**STATED EXERCISE**
Can you render the material below as a numbered list, starting with the line that contains "the car hood." and continuing through the line that contains "x=357, y=490", with blank lines left out?
------ RECORDS FOR THE EXERCISE
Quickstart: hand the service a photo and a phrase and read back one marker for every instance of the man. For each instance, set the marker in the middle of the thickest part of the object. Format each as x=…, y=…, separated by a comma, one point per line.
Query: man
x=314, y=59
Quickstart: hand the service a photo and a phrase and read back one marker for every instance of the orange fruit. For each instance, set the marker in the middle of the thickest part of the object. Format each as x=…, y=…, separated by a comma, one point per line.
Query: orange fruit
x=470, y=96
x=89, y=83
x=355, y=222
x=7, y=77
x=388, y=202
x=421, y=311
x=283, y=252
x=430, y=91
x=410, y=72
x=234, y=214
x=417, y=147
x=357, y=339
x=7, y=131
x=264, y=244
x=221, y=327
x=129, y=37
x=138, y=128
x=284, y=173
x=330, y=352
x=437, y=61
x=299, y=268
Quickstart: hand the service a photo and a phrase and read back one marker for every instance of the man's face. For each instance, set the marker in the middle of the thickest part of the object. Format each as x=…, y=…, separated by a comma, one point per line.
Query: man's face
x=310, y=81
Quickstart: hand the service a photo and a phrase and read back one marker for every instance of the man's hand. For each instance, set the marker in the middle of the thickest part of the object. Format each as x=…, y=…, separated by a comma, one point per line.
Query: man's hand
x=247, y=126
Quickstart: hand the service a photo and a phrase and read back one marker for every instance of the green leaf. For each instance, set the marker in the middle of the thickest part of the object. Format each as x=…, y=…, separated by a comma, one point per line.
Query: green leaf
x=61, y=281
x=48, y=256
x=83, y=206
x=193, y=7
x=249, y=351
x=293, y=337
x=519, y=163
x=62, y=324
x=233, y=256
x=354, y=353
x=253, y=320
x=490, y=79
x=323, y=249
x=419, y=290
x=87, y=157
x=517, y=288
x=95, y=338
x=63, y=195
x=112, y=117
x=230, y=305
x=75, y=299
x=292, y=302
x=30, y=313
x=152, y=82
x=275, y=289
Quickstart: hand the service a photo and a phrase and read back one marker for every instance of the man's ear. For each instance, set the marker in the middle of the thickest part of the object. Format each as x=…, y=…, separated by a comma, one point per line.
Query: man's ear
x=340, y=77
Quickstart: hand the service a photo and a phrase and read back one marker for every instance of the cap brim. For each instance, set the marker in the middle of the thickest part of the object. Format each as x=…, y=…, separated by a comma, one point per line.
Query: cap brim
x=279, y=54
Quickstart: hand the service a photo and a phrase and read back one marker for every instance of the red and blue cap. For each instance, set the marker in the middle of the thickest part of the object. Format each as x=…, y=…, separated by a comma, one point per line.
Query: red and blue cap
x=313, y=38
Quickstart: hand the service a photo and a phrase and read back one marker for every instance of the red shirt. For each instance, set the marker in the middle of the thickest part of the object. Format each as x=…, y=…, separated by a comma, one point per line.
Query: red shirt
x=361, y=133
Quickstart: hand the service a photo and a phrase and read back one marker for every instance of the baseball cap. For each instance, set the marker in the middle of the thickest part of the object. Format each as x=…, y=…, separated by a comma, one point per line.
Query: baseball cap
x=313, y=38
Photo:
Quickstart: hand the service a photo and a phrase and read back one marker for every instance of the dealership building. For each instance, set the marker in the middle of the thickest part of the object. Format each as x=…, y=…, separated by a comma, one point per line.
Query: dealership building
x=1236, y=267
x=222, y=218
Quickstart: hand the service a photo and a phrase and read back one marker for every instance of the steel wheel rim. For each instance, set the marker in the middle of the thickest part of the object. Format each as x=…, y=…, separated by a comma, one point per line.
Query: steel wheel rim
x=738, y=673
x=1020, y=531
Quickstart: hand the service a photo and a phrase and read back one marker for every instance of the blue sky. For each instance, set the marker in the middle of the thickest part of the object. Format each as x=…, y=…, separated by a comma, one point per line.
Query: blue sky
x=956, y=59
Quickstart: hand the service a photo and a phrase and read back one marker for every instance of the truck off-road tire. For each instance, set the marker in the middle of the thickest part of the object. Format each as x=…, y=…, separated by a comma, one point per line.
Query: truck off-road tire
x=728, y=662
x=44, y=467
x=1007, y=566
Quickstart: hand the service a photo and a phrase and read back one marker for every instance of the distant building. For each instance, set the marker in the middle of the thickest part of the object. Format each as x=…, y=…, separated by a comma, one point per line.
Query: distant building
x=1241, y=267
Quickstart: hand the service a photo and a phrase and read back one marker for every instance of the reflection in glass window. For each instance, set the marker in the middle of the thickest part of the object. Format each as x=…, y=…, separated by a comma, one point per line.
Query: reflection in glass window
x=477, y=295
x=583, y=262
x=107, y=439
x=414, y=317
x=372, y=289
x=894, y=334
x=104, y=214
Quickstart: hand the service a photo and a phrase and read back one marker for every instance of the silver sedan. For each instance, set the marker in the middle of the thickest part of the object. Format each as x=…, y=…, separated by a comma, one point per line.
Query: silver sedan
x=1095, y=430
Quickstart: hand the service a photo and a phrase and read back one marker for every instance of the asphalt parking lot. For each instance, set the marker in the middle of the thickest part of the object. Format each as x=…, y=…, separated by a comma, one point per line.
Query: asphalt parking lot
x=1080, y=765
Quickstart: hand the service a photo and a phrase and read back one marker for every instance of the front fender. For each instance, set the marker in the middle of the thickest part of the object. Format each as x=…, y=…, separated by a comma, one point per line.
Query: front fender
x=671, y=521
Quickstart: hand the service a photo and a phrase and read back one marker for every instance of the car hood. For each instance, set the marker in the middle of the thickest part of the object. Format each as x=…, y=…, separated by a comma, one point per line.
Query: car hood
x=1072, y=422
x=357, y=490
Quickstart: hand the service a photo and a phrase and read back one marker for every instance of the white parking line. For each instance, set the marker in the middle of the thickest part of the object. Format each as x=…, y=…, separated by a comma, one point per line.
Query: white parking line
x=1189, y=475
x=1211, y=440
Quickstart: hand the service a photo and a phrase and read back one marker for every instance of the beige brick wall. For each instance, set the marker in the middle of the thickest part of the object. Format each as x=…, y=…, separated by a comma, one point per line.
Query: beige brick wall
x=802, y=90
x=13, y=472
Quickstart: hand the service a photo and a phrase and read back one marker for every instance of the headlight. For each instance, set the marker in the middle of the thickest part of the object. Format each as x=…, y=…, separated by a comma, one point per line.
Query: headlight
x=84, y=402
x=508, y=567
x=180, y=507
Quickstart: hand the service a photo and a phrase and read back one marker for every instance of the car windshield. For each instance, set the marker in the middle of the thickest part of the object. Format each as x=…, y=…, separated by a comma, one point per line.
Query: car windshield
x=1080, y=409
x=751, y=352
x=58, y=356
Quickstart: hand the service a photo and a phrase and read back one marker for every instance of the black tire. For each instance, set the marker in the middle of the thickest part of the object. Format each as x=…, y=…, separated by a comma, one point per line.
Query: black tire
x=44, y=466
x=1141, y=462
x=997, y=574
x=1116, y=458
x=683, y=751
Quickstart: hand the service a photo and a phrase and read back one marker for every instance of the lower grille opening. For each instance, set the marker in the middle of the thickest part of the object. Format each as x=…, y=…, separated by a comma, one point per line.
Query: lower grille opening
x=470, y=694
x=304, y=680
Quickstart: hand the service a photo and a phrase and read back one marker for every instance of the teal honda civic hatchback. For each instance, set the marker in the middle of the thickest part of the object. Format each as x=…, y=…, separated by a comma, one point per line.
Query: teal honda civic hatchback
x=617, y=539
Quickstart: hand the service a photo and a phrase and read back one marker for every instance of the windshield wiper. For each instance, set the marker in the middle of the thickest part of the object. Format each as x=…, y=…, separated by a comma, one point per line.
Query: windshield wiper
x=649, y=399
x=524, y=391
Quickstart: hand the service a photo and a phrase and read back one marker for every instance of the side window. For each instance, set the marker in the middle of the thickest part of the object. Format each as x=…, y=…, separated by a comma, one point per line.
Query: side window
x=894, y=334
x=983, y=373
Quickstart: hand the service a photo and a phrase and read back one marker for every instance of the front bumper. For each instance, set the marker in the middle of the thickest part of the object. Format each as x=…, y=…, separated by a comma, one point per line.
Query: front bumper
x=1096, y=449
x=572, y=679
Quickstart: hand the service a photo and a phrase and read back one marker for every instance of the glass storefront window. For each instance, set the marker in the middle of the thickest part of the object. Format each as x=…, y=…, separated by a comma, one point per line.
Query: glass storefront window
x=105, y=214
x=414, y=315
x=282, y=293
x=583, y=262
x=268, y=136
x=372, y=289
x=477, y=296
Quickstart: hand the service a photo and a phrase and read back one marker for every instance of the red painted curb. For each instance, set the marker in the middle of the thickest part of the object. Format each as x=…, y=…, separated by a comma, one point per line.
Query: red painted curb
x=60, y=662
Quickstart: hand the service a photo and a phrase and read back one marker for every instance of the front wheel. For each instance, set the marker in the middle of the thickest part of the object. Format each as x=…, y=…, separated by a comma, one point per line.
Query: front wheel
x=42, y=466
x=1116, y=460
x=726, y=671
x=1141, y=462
------------
**EXERCISE OUTPUT**
1. Quickstart: hand the service a photo and a phrase and read back one marker for every instance of the car hood. For each instance, set the marker in the middle of the thickest part of the object. Format each as x=…, y=…, separated by a comma, one point per line.
2. Query: car hood
3. x=1072, y=422
4. x=357, y=490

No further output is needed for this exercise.